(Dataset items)
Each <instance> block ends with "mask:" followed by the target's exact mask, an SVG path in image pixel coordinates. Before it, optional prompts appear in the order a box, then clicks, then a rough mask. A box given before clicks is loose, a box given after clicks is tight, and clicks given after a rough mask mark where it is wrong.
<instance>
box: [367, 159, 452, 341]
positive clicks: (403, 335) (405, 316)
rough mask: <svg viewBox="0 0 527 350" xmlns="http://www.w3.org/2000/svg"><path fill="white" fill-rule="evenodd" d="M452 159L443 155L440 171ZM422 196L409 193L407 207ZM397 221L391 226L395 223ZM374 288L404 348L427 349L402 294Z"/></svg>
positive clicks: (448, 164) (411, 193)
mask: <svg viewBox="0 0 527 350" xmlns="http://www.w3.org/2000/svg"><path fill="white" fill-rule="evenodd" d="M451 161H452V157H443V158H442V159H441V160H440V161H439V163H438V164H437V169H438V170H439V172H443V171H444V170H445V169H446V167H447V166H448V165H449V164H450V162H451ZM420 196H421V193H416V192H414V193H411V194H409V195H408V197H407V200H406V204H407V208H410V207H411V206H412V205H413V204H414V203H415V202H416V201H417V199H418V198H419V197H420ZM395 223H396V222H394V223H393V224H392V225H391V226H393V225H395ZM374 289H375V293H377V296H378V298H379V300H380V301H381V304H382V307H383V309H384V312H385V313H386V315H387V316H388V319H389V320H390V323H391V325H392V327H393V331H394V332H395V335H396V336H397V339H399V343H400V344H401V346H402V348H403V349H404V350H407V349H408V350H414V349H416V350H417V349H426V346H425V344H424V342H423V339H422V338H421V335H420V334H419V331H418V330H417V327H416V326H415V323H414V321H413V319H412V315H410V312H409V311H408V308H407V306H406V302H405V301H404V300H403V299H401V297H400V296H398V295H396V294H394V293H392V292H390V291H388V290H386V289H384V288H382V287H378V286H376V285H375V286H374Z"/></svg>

(Work task)
Reproduce the records from their beginning through the line containing "rough mask: <svg", replacing "positive clicks" with "foreground clicks" and leaving everything else unchanged.

(Result)
Each <instance> block ends with "mask:" followed by the target's exact mask, an SVG path in image pixel coordinates. Before it, optional prompts appear in the order a box, then clicks, then a rough mask. A box given before clicks is loose, a box given after clicks is tight, and clicks given after a rough mask mark where it is wrong.
<instance>
box: [367, 159, 452, 341]
foreground clicks: (403, 335) (405, 316)
rough mask: <svg viewBox="0 0 527 350" xmlns="http://www.w3.org/2000/svg"><path fill="white" fill-rule="evenodd" d="M452 159L443 155L440 171ZM422 196L409 193L407 207ZM397 221L391 226L395 223ZM374 288L404 348L427 349L402 294Z"/></svg>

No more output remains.